Tasks to perform »
1 > Decide whether each statement below agrees with the ABM user guide that follows. For each, answer yes or no and quote the words from the guide that decide it. (a) The ABM was first introduced in 2019. (b) Publications that KTH researchers published at other organizations are left out of the results. (c) The Co-publication charts on the Overview tab use fractionalized counts.
2 > Write what comes next in the ABM user guide below, picking up right after its last sentence.

ABM User Guide

Published

October 10, 2024

Guide to the Annual Bibliometric Monitoring at KTH

This guide gives an introduction to the Annual Bibliometric Monitoring (ABM) at KTH Royal Institute of Technology. The purpose of the guide is to help you navigate the presentation of results, to understand the bibliometric indicators used in the report, and to interpret the results.

Background

The aim of the ABM is to assist monitoring, research evaluation and quality assurance at KTH, but also to provide KTH organizations and researchers with information related to their publications. The ABM was introduced in 2013 and was published annually in the same format since then. In 2019, a project aiming to redesign and develop the ABM was started. This resulted in the current solution, maintaining the same information as in previous years but in a more flexible framework with a presentation that is more dynamic, extendable and easier to maintain. That is the version of ABM described here.

The ABM results are available at different levels, for KTH in total, Schools, Departments and for individual researchers. The report currently has the same format and contents at all levels. Data is presented for the last 10 years with a complete publication record, which in practice means the year before last autumn and the nine preceding years (i.e. in the spring of 2024, the ABM contains data for the publication years 2013-2022).

Only publications registered in DiVA and affiliated with KTH are included in the results (i.e. publications that KTH researchers have published at other organizations are excluded). Affiliations to KTH are based on the actual author affiliation as written in the published paper. Indicators under Citation/Journal impact and Co-publishing tabs are based on Web of Science1, and indicators are therefore only presented for publications covered by Web of Science. Indicators under the Scopus and SDG tabs are only presented for publications covered by Scopus.

If a School or Department have changed name or the organizational structure has changed, publications affiliated to old organizational units have been assigned to the corresponding current unit when possible.

Overview

The Overview tab includes key indicators displayed for the latest available time period2 and general information about ABM and publication activities at KTH.

Most numbers on this tab are based on fractionalized counts, i.e. an author’s share of a publication is counted as 1/n where n denotes the number of authors. The exception is the Co-publication charts, which are based on full counts.

Overviews at the KTH, school and department level are available to everyone, except for the button for publication list download which is only available for logged in KTH users.

(Excerpts from point annotation data)
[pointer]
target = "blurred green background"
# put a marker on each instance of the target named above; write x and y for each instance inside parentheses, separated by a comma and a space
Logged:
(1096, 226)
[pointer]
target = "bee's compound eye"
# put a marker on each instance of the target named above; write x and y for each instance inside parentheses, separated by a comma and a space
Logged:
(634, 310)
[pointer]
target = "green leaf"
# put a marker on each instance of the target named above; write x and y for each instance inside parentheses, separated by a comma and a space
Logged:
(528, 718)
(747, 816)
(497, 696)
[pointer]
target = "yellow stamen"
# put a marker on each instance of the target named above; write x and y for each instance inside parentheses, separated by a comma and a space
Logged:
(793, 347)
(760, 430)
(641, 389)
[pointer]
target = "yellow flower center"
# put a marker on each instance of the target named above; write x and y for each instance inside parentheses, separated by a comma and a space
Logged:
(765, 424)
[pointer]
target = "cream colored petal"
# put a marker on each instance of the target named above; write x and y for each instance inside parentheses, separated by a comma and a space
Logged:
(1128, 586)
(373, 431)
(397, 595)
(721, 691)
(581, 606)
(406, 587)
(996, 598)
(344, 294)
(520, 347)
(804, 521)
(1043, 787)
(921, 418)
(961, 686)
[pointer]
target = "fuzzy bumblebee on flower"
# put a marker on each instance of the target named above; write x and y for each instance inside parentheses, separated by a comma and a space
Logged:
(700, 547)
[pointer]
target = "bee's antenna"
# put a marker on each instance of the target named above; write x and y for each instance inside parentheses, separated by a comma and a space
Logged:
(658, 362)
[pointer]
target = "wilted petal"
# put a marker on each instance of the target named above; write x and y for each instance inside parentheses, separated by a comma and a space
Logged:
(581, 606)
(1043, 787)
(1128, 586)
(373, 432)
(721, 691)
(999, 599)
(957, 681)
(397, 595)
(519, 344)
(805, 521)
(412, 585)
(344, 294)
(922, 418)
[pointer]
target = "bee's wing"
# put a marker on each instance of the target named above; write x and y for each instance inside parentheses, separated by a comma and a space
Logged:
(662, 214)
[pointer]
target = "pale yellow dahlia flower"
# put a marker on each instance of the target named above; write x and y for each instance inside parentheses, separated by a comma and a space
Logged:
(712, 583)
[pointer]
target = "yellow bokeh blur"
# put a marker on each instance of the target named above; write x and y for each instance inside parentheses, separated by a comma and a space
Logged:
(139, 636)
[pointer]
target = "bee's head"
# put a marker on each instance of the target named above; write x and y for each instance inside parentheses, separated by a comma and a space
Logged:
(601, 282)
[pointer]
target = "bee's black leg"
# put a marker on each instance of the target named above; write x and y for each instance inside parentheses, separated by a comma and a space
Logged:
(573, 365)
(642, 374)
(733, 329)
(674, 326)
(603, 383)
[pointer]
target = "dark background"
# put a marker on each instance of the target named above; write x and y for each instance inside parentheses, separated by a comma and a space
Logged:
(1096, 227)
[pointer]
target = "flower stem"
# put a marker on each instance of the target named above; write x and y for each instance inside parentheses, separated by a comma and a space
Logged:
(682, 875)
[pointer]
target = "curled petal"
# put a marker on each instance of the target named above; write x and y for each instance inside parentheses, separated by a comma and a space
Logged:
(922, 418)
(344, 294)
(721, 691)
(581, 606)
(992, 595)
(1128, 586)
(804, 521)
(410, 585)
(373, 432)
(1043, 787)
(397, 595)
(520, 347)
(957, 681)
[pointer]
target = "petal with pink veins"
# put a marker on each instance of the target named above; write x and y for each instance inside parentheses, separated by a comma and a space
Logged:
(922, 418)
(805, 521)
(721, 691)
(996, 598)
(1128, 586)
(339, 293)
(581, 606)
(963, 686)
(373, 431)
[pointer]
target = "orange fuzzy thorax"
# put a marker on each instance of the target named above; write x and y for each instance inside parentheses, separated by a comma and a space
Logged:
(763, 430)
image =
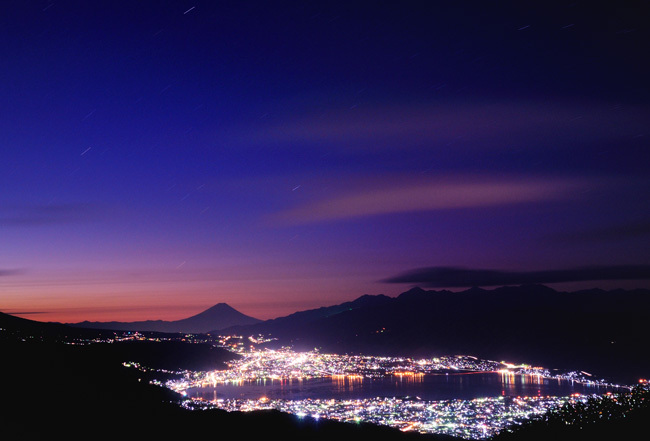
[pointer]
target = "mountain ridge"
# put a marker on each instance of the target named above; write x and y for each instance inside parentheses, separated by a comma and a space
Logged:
(218, 316)
(594, 330)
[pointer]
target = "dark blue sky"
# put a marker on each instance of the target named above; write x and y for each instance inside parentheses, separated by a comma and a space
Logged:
(160, 157)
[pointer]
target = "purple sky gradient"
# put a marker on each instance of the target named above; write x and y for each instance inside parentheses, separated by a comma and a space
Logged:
(279, 156)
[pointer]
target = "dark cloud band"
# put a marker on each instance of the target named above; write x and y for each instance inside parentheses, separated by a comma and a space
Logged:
(450, 277)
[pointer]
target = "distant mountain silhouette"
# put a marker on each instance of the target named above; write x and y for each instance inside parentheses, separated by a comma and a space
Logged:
(590, 329)
(217, 317)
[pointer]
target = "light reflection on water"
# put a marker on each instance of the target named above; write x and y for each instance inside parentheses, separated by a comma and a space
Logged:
(427, 387)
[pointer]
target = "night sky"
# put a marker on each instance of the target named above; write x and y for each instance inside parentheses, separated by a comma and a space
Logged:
(158, 157)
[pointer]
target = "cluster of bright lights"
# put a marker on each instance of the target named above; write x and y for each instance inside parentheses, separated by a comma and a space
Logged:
(470, 419)
(286, 364)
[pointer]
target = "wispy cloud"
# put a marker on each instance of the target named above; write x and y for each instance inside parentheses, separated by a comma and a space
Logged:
(37, 215)
(409, 195)
(410, 126)
(629, 230)
(453, 277)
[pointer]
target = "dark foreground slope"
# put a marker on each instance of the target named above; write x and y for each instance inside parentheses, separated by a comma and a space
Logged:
(55, 390)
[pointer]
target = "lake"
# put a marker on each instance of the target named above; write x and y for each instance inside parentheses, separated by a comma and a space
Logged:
(429, 387)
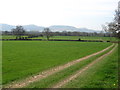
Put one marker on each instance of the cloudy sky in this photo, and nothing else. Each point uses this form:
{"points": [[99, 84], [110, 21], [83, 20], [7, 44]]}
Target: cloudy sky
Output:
{"points": [[79, 13]]}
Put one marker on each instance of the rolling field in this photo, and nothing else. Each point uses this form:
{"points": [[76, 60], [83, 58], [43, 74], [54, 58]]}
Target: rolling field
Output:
{"points": [[67, 38], [81, 37], [25, 58], [104, 74], [53, 79]]}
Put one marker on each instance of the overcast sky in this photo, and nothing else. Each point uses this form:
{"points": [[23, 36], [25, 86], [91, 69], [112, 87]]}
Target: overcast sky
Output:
{"points": [[79, 13]]}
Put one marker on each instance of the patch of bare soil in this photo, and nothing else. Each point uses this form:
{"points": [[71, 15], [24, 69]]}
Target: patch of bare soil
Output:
{"points": [[72, 77], [44, 74]]}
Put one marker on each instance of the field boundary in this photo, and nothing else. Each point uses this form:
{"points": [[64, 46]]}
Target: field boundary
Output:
{"points": [[51, 71], [72, 77]]}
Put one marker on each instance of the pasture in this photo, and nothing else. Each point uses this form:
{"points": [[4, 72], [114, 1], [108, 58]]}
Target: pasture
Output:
{"points": [[25, 58], [67, 38]]}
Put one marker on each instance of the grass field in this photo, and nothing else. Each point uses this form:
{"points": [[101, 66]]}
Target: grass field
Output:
{"points": [[103, 74], [81, 37], [23, 58], [53, 79], [67, 38]]}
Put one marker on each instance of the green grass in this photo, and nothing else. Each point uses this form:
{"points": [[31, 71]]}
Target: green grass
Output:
{"points": [[25, 58], [103, 74], [53, 79], [67, 38], [77, 37], [8, 37]]}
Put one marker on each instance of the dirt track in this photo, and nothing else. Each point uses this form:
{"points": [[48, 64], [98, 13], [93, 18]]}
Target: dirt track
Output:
{"points": [[72, 77], [49, 72]]}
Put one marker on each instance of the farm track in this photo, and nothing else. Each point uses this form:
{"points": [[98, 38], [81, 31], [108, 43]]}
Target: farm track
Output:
{"points": [[46, 73], [72, 77]]}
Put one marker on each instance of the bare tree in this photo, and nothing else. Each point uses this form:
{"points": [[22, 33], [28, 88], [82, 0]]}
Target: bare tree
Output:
{"points": [[19, 31], [47, 33]]}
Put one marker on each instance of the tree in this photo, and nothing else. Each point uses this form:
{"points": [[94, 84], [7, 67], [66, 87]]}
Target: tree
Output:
{"points": [[47, 32], [114, 27], [19, 31]]}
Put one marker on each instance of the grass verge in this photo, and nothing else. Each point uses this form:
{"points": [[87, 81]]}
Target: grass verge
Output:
{"points": [[53, 79], [103, 74]]}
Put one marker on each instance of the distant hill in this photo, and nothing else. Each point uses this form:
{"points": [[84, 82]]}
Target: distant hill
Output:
{"points": [[60, 28]]}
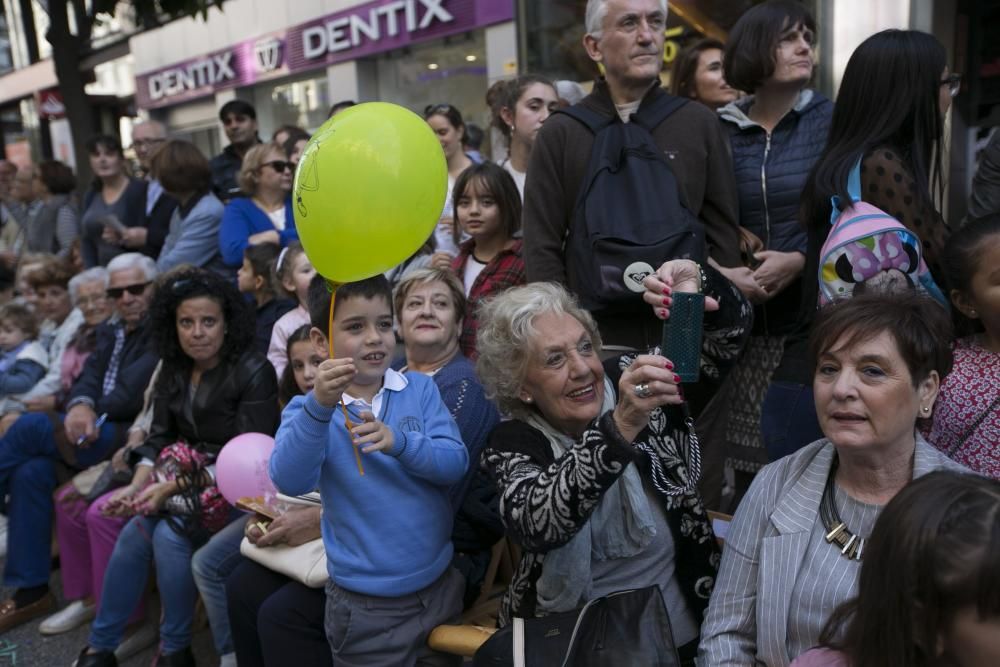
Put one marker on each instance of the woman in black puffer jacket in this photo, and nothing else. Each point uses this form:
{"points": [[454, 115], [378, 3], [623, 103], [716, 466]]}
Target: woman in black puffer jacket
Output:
{"points": [[776, 134]]}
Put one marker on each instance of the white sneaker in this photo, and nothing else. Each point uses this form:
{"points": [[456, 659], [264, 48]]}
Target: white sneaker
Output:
{"points": [[73, 616], [145, 636], [3, 536]]}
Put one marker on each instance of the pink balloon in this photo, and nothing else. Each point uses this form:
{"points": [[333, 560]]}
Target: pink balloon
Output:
{"points": [[241, 469]]}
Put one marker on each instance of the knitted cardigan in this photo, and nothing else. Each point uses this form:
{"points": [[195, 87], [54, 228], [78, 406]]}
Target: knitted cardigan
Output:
{"points": [[545, 501]]}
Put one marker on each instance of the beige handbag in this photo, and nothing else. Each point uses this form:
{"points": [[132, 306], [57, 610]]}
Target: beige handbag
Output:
{"points": [[305, 563]]}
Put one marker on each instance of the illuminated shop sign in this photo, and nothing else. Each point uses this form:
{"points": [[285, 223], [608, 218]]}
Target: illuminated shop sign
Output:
{"points": [[360, 31]]}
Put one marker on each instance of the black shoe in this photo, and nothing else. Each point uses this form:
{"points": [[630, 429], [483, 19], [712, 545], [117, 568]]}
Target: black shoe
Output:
{"points": [[99, 659], [182, 658]]}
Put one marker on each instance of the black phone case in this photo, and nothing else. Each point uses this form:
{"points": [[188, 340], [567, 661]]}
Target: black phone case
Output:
{"points": [[681, 342]]}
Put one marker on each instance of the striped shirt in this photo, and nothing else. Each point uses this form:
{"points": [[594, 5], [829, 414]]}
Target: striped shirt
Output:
{"points": [[826, 578], [774, 582]]}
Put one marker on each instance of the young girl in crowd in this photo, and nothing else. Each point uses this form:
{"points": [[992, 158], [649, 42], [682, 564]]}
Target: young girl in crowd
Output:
{"points": [[23, 360], [294, 271], [255, 277], [966, 418], [488, 209], [929, 591], [303, 360], [448, 126], [520, 106]]}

Answers per task »
1 >
(a) No: "The ABM was introduced in 2013"
(b) Yes: "publications that KTH researchers have published at other organizations are excluded"
(c) No: "The exception is the Co-publication charts, which are based on full counts."

2 >
The individual view, only available to the researcher, also includes a link to edit publications in DiVA.

Publications in DiVA

The Publications in DiVA tab shows the number of publications registered in DiVA for the researcher or organizational unit, by year and by publication type. Web of Science (WoS) and Scopus coverage are also shown for each publication type. The validity of bibliometric indicators is in general higher if the share of publications covered is high. Results based on publications with a smaller share covered should be treated with caution.

There is a tab for fractionalized counts and one for full counts. Both graphs are based on the fractionalized counts table.

Citation impact

The Citation impact tab shows citation impact for the researcher’s/unit’s publications. All indicators on this tab are based on fractionalized counts.

The first table in this view shows the total and average number of citations after three years, i.e. citations received in the publication year and the two directly following years, as well as the share of publications that were not cited in that time. This table is based on the Web of Science document types Article, Proceedings paper, Review, Letter and Editorial.

The second table is based on the Web of Science document types Article and Review, and shows Field Normalized Citations (Cf) and the share of publications belonging to the 10 percent most cited in its field.

The normalization is done so that the citation value for each publication is divided by the average number of citations received by publications from the same year, within the same Web of Science category (or categories) and of the same document type. For more detailed descriptions of the field normalized indicators used at KTH, see Formal definitions.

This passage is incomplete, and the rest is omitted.